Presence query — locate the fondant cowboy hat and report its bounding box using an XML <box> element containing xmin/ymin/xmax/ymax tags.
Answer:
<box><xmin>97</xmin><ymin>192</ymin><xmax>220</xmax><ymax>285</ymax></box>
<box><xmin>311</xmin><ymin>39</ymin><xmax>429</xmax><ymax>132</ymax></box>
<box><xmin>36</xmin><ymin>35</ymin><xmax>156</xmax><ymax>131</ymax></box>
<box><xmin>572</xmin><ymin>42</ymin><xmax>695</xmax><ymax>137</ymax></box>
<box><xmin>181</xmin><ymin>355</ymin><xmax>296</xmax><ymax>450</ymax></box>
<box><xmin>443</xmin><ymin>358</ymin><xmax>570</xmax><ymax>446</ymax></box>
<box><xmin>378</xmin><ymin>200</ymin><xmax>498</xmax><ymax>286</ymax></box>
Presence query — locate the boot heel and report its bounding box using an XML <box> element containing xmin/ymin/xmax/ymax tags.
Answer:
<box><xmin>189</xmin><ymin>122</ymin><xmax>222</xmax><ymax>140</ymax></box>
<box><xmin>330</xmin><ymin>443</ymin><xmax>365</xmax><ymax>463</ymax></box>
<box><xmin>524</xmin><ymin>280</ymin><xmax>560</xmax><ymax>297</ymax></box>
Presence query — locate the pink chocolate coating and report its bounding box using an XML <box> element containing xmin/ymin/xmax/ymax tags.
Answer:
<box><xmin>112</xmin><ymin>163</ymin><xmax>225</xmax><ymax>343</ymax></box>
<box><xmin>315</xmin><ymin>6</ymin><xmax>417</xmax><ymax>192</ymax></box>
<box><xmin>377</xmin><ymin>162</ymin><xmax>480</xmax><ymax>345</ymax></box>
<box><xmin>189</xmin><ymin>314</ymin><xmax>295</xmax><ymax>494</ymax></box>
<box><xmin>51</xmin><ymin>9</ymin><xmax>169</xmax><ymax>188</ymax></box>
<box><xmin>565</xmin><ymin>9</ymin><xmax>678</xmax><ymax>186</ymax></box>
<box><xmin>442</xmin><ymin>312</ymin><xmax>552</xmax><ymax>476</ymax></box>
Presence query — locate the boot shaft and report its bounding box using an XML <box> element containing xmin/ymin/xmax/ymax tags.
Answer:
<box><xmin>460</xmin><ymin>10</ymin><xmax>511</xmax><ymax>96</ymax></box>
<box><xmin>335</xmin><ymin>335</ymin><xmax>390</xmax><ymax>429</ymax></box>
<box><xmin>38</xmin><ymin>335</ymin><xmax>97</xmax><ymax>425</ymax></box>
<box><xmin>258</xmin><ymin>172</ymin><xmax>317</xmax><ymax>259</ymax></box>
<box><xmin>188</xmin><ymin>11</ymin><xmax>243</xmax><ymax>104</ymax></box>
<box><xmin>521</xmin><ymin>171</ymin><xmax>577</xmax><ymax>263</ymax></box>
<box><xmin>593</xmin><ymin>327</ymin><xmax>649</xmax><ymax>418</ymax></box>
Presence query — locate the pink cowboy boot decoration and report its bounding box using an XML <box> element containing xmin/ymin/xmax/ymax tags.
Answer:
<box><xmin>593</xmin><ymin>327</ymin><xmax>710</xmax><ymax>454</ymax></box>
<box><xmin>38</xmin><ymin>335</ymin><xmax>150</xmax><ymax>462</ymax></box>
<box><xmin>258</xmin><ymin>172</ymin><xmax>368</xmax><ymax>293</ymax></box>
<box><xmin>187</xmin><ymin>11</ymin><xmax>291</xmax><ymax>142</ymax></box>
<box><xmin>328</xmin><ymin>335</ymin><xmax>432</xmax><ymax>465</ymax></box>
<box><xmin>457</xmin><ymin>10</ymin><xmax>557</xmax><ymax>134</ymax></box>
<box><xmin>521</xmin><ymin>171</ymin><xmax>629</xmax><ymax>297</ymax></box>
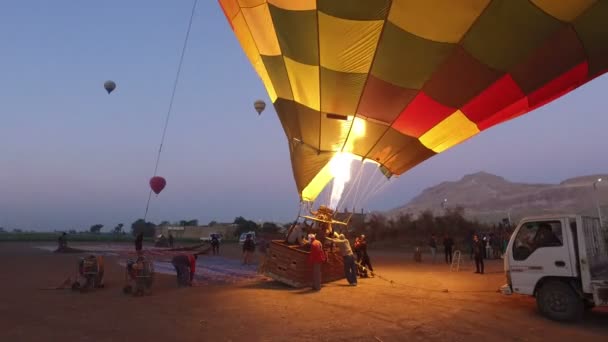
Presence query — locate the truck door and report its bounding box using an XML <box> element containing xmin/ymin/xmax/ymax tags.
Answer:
<box><xmin>508</xmin><ymin>219</ymin><xmax>576</xmax><ymax>295</ymax></box>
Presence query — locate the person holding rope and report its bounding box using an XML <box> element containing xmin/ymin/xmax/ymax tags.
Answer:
<box><xmin>326</xmin><ymin>234</ymin><xmax>357</xmax><ymax>286</ymax></box>
<box><xmin>307</xmin><ymin>234</ymin><xmax>327</xmax><ymax>291</ymax></box>
<box><xmin>171</xmin><ymin>253</ymin><xmax>199</xmax><ymax>287</ymax></box>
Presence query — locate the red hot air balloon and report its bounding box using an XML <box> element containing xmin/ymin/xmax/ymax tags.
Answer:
<box><xmin>150</xmin><ymin>176</ymin><xmax>167</xmax><ymax>195</ymax></box>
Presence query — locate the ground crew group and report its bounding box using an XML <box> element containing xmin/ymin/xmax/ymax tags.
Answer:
<box><xmin>308</xmin><ymin>234</ymin><xmax>374</xmax><ymax>291</ymax></box>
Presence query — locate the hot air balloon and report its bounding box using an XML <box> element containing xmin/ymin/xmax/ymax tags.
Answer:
<box><xmin>219</xmin><ymin>0</ymin><xmax>608</xmax><ymax>201</ymax></box>
<box><xmin>103</xmin><ymin>81</ymin><xmax>116</xmax><ymax>94</ymax></box>
<box><xmin>150</xmin><ymin>176</ymin><xmax>167</xmax><ymax>195</ymax></box>
<box><xmin>253</xmin><ymin>100</ymin><xmax>266</xmax><ymax>115</ymax></box>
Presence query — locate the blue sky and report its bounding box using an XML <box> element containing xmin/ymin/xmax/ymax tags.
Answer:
<box><xmin>0</xmin><ymin>0</ymin><xmax>608</xmax><ymax>230</ymax></box>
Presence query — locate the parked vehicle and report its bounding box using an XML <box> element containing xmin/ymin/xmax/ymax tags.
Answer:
<box><xmin>201</xmin><ymin>233</ymin><xmax>224</xmax><ymax>242</ymax></box>
<box><xmin>501</xmin><ymin>215</ymin><xmax>608</xmax><ymax>321</ymax></box>
<box><xmin>239</xmin><ymin>231</ymin><xmax>256</xmax><ymax>245</ymax></box>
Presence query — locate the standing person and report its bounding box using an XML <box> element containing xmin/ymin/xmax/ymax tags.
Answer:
<box><xmin>243</xmin><ymin>234</ymin><xmax>255</xmax><ymax>265</ymax></box>
<box><xmin>326</xmin><ymin>234</ymin><xmax>357</xmax><ymax>286</ymax></box>
<box><xmin>353</xmin><ymin>236</ymin><xmax>361</xmax><ymax>263</ymax></box>
<box><xmin>443</xmin><ymin>233</ymin><xmax>454</xmax><ymax>264</ymax></box>
<box><xmin>473</xmin><ymin>234</ymin><xmax>484</xmax><ymax>274</ymax></box>
<box><xmin>57</xmin><ymin>232</ymin><xmax>68</xmax><ymax>250</ymax></box>
<box><xmin>135</xmin><ymin>232</ymin><xmax>144</xmax><ymax>255</ymax></box>
<box><xmin>307</xmin><ymin>234</ymin><xmax>327</xmax><ymax>291</ymax></box>
<box><xmin>359</xmin><ymin>234</ymin><xmax>374</xmax><ymax>277</ymax></box>
<box><xmin>429</xmin><ymin>234</ymin><xmax>437</xmax><ymax>264</ymax></box>
<box><xmin>171</xmin><ymin>254</ymin><xmax>198</xmax><ymax>287</ymax></box>
<box><xmin>211</xmin><ymin>234</ymin><xmax>220</xmax><ymax>255</ymax></box>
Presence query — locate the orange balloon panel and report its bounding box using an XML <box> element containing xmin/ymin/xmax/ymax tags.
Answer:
<box><xmin>219</xmin><ymin>0</ymin><xmax>608</xmax><ymax>200</ymax></box>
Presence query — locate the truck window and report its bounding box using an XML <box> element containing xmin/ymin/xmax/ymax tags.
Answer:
<box><xmin>513</xmin><ymin>221</ymin><xmax>564</xmax><ymax>261</ymax></box>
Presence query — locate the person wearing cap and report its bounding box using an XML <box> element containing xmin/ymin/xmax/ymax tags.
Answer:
<box><xmin>326</xmin><ymin>234</ymin><xmax>357</xmax><ymax>286</ymax></box>
<box><xmin>307</xmin><ymin>234</ymin><xmax>327</xmax><ymax>291</ymax></box>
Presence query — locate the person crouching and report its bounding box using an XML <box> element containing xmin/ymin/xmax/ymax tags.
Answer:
<box><xmin>171</xmin><ymin>254</ymin><xmax>198</xmax><ymax>287</ymax></box>
<box><xmin>307</xmin><ymin>234</ymin><xmax>327</xmax><ymax>291</ymax></box>
<box><xmin>326</xmin><ymin>234</ymin><xmax>357</xmax><ymax>286</ymax></box>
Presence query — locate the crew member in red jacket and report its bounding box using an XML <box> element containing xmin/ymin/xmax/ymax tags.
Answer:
<box><xmin>308</xmin><ymin>234</ymin><xmax>327</xmax><ymax>291</ymax></box>
<box><xmin>171</xmin><ymin>254</ymin><xmax>198</xmax><ymax>286</ymax></box>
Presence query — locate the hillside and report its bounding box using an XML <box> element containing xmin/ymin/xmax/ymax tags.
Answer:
<box><xmin>385</xmin><ymin>172</ymin><xmax>608</xmax><ymax>223</ymax></box>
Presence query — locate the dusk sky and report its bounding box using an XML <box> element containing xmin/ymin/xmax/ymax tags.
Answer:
<box><xmin>0</xmin><ymin>0</ymin><xmax>608</xmax><ymax>230</ymax></box>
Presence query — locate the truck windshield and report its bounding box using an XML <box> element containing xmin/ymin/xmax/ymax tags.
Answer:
<box><xmin>513</xmin><ymin>221</ymin><xmax>563</xmax><ymax>260</ymax></box>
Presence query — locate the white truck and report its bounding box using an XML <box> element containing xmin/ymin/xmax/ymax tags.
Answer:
<box><xmin>501</xmin><ymin>215</ymin><xmax>608</xmax><ymax>321</ymax></box>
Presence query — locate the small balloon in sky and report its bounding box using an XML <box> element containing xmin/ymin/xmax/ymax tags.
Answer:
<box><xmin>103</xmin><ymin>81</ymin><xmax>116</xmax><ymax>94</ymax></box>
<box><xmin>150</xmin><ymin>176</ymin><xmax>167</xmax><ymax>195</ymax></box>
<box><xmin>253</xmin><ymin>100</ymin><xmax>266</xmax><ymax>115</ymax></box>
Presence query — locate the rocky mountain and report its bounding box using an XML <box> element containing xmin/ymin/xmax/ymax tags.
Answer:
<box><xmin>385</xmin><ymin>172</ymin><xmax>608</xmax><ymax>223</ymax></box>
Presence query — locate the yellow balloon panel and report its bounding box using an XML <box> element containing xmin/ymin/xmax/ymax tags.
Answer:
<box><xmin>420</xmin><ymin>110</ymin><xmax>479</xmax><ymax>153</ymax></box>
<box><xmin>284</xmin><ymin>57</ymin><xmax>321</xmax><ymax>110</ymax></box>
<box><xmin>243</xmin><ymin>4</ymin><xmax>281</xmax><ymax>56</ymax></box>
<box><xmin>319</xmin><ymin>12</ymin><xmax>384</xmax><ymax>73</ymax></box>
<box><xmin>531</xmin><ymin>0</ymin><xmax>608</xmax><ymax>21</ymax></box>
<box><xmin>388</xmin><ymin>0</ymin><xmax>490</xmax><ymax>43</ymax></box>
<box><xmin>232</xmin><ymin>12</ymin><xmax>277</xmax><ymax>102</ymax></box>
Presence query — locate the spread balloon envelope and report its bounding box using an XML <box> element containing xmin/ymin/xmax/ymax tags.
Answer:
<box><xmin>219</xmin><ymin>0</ymin><xmax>608</xmax><ymax>201</ymax></box>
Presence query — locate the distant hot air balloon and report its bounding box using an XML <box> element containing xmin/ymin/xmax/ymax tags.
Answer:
<box><xmin>150</xmin><ymin>176</ymin><xmax>167</xmax><ymax>195</ymax></box>
<box><xmin>253</xmin><ymin>100</ymin><xmax>266</xmax><ymax>115</ymax></box>
<box><xmin>103</xmin><ymin>81</ymin><xmax>116</xmax><ymax>94</ymax></box>
<box><xmin>219</xmin><ymin>0</ymin><xmax>608</xmax><ymax>201</ymax></box>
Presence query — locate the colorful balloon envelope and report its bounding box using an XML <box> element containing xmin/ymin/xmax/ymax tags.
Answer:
<box><xmin>150</xmin><ymin>176</ymin><xmax>167</xmax><ymax>195</ymax></box>
<box><xmin>219</xmin><ymin>0</ymin><xmax>608</xmax><ymax>200</ymax></box>
<box><xmin>103</xmin><ymin>81</ymin><xmax>116</xmax><ymax>94</ymax></box>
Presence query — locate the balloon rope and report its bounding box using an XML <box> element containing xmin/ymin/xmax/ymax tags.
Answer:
<box><xmin>144</xmin><ymin>0</ymin><xmax>198</xmax><ymax>222</ymax></box>
<box><xmin>336</xmin><ymin>159</ymin><xmax>365</xmax><ymax>210</ymax></box>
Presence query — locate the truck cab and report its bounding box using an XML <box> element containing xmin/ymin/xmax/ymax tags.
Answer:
<box><xmin>501</xmin><ymin>215</ymin><xmax>608</xmax><ymax>321</ymax></box>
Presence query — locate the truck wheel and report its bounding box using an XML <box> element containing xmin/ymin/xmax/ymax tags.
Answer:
<box><xmin>536</xmin><ymin>281</ymin><xmax>584</xmax><ymax>321</ymax></box>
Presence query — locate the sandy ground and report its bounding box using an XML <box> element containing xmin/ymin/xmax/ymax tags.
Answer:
<box><xmin>0</xmin><ymin>243</ymin><xmax>608</xmax><ymax>342</ymax></box>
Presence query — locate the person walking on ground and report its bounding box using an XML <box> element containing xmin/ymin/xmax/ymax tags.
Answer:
<box><xmin>211</xmin><ymin>234</ymin><xmax>220</xmax><ymax>255</ymax></box>
<box><xmin>326</xmin><ymin>234</ymin><xmax>357</xmax><ymax>286</ymax></box>
<box><xmin>135</xmin><ymin>233</ymin><xmax>144</xmax><ymax>255</ymax></box>
<box><xmin>171</xmin><ymin>254</ymin><xmax>198</xmax><ymax>287</ymax></box>
<box><xmin>473</xmin><ymin>234</ymin><xmax>484</xmax><ymax>274</ymax></box>
<box><xmin>307</xmin><ymin>234</ymin><xmax>327</xmax><ymax>291</ymax></box>
<box><xmin>429</xmin><ymin>234</ymin><xmax>437</xmax><ymax>264</ymax></box>
<box><xmin>353</xmin><ymin>236</ymin><xmax>361</xmax><ymax>263</ymax></box>
<box><xmin>359</xmin><ymin>234</ymin><xmax>374</xmax><ymax>277</ymax></box>
<box><xmin>443</xmin><ymin>233</ymin><xmax>454</xmax><ymax>264</ymax></box>
<box><xmin>243</xmin><ymin>234</ymin><xmax>255</xmax><ymax>265</ymax></box>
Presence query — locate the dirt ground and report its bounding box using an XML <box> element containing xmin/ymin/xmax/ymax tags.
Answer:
<box><xmin>0</xmin><ymin>243</ymin><xmax>608</xmax><ymax>342</ymax></box>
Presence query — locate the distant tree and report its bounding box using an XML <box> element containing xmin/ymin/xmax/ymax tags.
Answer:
<box><xmin>262</xmin><ymin>222</ymin><xmax>281</xmax><ymax>234</ymax></box>
<box><xmin>234</xmin><ymin>216</ymin><xmax>259</xmax><ymax>236</ymax></box>
<box><xmin>131</xmin><ymin>219</ymin><xmax>156</xmax><ymax>237</ymax></box>
<box><xmin>89</xmin><ymin>224</ymin><xmax>103</xmax><ymax>234</ymax></box>
<box><xmin>114</xmin><ymin>223</ymin><xmax>124</xmax><ymax>234</ymax></box>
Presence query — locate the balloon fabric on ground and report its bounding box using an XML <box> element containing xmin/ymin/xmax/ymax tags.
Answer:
<box><xmin>219</xmin><ymin>0</ymin><xmax>608</xmax><ymax>200</ymax></box>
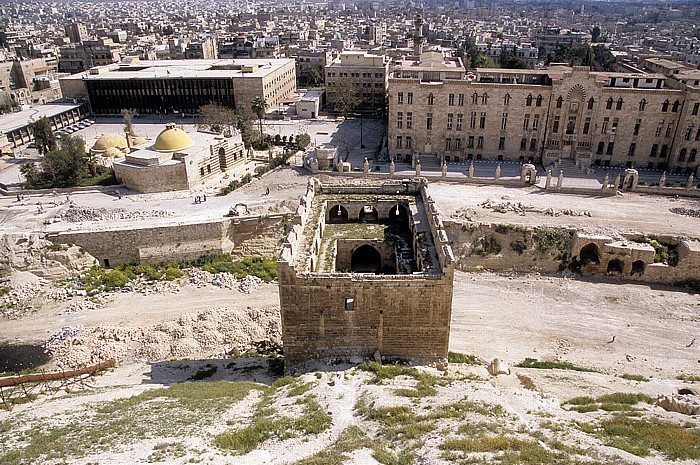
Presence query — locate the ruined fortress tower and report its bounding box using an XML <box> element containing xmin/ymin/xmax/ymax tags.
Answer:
<box><xmin>278</xmin><ymin>178</ymin><xmax>454</xmax><ymax>367</ymax></box>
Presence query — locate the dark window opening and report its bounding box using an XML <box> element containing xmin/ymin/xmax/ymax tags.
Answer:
<box><xmin>350</xmin><ymin>244</ymin><xmax>382</xmax><ymax>273</ymax></box>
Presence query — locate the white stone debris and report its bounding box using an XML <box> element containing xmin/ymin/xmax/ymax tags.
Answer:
<box><xmin>61</xmin><ymin>205</ymin><xmax>173</xmax><ymax>223</ymax></box>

* Prompt:
Reproduce the lines from the one containing "Presence query — locate the white stone" up to and including the last line, requests included, with every box coordinate in the answers scaled by 1.25 and rounded to whole numbers, halves rounding up.

* Problem solution:
Presence query — locate the white stone debris and report its bounding box using an XML <box> element containing xmin/ymin/xmax/ymax tags.
Answer:
<box><xmin>76</xmin><ymin>256</ymin><xmax>216</xmax><ymax>279</ymax></box>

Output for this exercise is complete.